= Extract =
** start **

10.1. Ising model - Notes#

10.1.1. Introduction#

10.1.2. Time evolution#

10.1.2.1. Metropolis-Hastings#

Metropolis-Hastings algorithm is designed to generate a collection of states according to a desired distribution \(p(s)\), using a Markov process with a unique stationary distribution \(\pi(s) = p(s)\).

Algorithm

  • Initialize state \(s_0\) with energy \(E_0\)

  • while not terminal condition:

    • flip the spin of a randomly chosen site, to get the possible state \(s_\widetilde{n}\)

    • calculate the change in energy of the state \(\Delta \widetilde{E}_n := \widetilde{E}_n - E_{n-1}\)

    • update state:

      • if \(\Delta \widetilde{E}_n < 0\) accept the change, \(s_n = s_{\widetilde{n}}\)

      • if \(\Delta \widetilde{E}_n > 0\) accept the change with probability \(\exp\left( - \frac{\Delta \widetilde{E}_n}{T} \right)\)

** end **

= Set tasks =
1. In the Ising model notes, update the passage between "10.1.2. Time evolution#" and "distribution \(\pi(s) = p(s)\).", inclusive, replacing "Markov process" with "Markov chain".
2. Condense the Ising model notes paragraph that begins "Metropolis-Hastings algorithm is designed" into one shorter sentence that keeps its main facts.

= Extracted information =
** start **

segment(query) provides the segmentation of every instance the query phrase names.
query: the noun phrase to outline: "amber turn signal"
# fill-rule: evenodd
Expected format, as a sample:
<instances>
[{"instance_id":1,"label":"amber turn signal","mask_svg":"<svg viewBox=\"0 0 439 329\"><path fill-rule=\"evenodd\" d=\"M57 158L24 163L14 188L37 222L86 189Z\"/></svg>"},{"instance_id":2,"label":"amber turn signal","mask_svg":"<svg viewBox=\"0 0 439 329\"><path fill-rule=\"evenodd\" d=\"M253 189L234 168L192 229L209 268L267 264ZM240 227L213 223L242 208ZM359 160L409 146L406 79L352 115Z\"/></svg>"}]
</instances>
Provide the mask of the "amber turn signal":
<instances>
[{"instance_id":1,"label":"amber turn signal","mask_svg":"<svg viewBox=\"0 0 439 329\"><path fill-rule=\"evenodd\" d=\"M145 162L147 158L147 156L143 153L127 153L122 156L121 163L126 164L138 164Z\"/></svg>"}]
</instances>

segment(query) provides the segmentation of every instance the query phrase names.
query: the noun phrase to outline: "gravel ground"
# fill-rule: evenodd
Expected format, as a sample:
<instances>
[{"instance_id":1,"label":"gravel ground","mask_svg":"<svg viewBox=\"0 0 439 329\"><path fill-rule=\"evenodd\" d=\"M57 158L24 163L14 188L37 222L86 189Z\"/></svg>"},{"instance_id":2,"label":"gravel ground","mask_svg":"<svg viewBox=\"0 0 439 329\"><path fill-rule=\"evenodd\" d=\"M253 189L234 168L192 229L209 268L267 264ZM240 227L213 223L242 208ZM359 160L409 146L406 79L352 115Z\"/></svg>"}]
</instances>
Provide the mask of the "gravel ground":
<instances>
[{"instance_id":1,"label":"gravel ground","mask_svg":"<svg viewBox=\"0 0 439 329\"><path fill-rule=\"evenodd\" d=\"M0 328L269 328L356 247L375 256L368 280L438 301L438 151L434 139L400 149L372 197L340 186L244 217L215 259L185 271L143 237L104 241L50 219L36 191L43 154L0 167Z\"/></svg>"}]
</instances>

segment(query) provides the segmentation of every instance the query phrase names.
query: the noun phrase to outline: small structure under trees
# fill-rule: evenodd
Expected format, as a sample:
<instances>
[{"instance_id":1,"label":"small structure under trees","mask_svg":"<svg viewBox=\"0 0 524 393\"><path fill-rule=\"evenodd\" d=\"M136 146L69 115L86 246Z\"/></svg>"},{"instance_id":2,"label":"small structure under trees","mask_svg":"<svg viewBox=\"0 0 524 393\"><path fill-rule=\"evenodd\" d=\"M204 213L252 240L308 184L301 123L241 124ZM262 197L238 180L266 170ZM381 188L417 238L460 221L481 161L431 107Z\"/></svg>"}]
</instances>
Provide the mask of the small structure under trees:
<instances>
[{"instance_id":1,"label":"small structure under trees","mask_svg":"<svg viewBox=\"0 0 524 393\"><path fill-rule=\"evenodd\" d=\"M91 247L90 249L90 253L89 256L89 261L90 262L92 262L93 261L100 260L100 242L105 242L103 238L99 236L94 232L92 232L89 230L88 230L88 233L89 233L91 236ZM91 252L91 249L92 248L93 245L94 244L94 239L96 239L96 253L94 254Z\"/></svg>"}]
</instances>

** end **

= Responses for each task =
1.
10.1.2. Time evolution#

10.1.2.1. Metropolis-Hastings#

Metropolis-Hastings algorithm is designed to generate a collection of states according to a desired distribution \(p(s)\), using a Markov chain with a unique stationary distribution \(\pi(s) = p(s)\).

2. The Metropolis-Hastings algorithm produces states following a target distribution \(p(s)\) by running a Markov process whose unique stationary distribution is \(\pi(s) = p(s)\).